**Supplied entries**

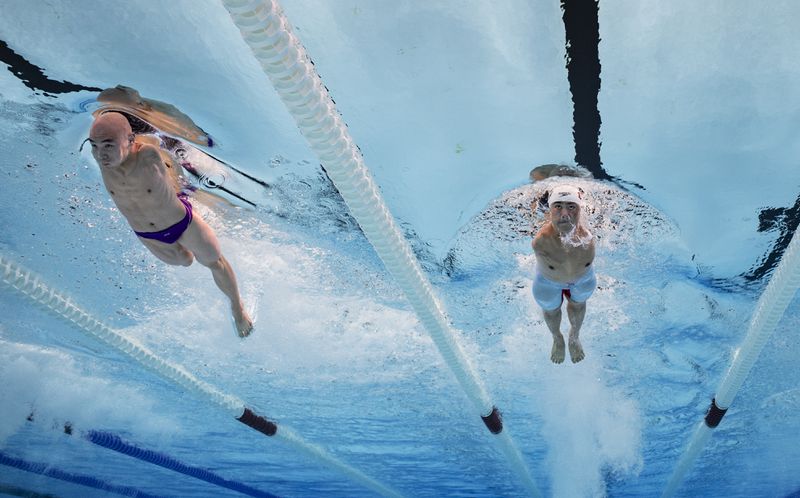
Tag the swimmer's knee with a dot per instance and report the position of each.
(178, 258)
(551, 312)
(211, 263)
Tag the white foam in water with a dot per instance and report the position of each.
(50, 385)
(590, 428)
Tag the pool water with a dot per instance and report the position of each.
(338, 355)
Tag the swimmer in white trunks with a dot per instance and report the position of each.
(564, 250)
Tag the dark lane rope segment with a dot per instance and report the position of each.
(582, 29)
(83, 480)
(33, 76)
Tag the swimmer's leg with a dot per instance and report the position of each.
(171, 254)
(575, 314)
(201, 240)
(553, 320)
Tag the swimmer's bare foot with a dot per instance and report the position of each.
(575, 350)
(244, 325)
(557, 353)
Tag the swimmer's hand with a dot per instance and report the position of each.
(243, 324)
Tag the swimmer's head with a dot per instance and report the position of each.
(565, 202)
(111, 138)
(565, 193)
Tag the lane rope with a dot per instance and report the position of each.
(33, 287)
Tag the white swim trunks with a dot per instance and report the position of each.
(550, 294)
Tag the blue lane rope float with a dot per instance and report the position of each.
(83, 480)
(17, 491)
(284, 60)
(33, 287)
(771, 306)
(115, 443)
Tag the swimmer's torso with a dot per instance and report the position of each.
(561, 262)
(144, 191)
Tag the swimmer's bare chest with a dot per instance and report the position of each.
(144, 195)
(563, 264)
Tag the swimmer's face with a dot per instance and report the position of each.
(110, 146)
(564, 215)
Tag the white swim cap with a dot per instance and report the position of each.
(565, 193)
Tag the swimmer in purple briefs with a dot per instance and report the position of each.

**Instructions for the task**
Give the data again exactly as it stands, apart from the pictures.

**Output for this exercise**
Tag the swimmer's knee with a dot per instance and report the position of each.
(178, 258)
(551, 312)
(211, 263)
Tag the white foam in water with a dot per instance and report the position of each.
(50, 385)
(590, 428)
Tag the pool water with a dot per instance and report the position of each.
(338, 355)
Tag the swimmer in white trunks with a dot per instance and report the position of each.
(564, 250)
Tag the dark lane rope segment with a dot per instance and report the position of each.
(582, 29)
(83, 480)
(33, 76)
Tag the swimmer's leg with a dot per instance and report the position of each.
(171, 254)
(575, 314)
(201, 240)
(553, 320)
Tag the swimmer's bare foot with a dot per instance and report the position of each.
(575, 350)
(244, 325)
(557, 353)
Tag the swimmer's hand with a dot per instance and report the position of each.
(243, 324)
Tag the swimmer's head with a dot per instance and report the position of each.
(565, 202)
(111, 138)
(565, 193)
Tag the lane rope with a dot per instance and report the position of each.
(33, 287)
Tag the white swim trunks with a dot per instance and report the position of each.
(550, 294)
Tag the blue lane rope float with a dot per instance and report the position of each.
(83, 480)
(17, 491)
(284, 60)
(33, 287)
(771, 306)
(115, 443)
Tag the swimmer's torso with a dot per instance and report the position of each.
(561, 262)
(144, 191)
Tag the swimmer's bare chest with a dot per instance and report the position of each.
(144, 195)
(563, 264)
Tag the swimmer's face with a dot per instance and report the position of each.
(110, 146)
(564, 215)
Tag the white swim cap with a dot per instance and report the position of each.
(565, 193)
Tag the swimmer in purple briefs with a dot per instance and report the position of each.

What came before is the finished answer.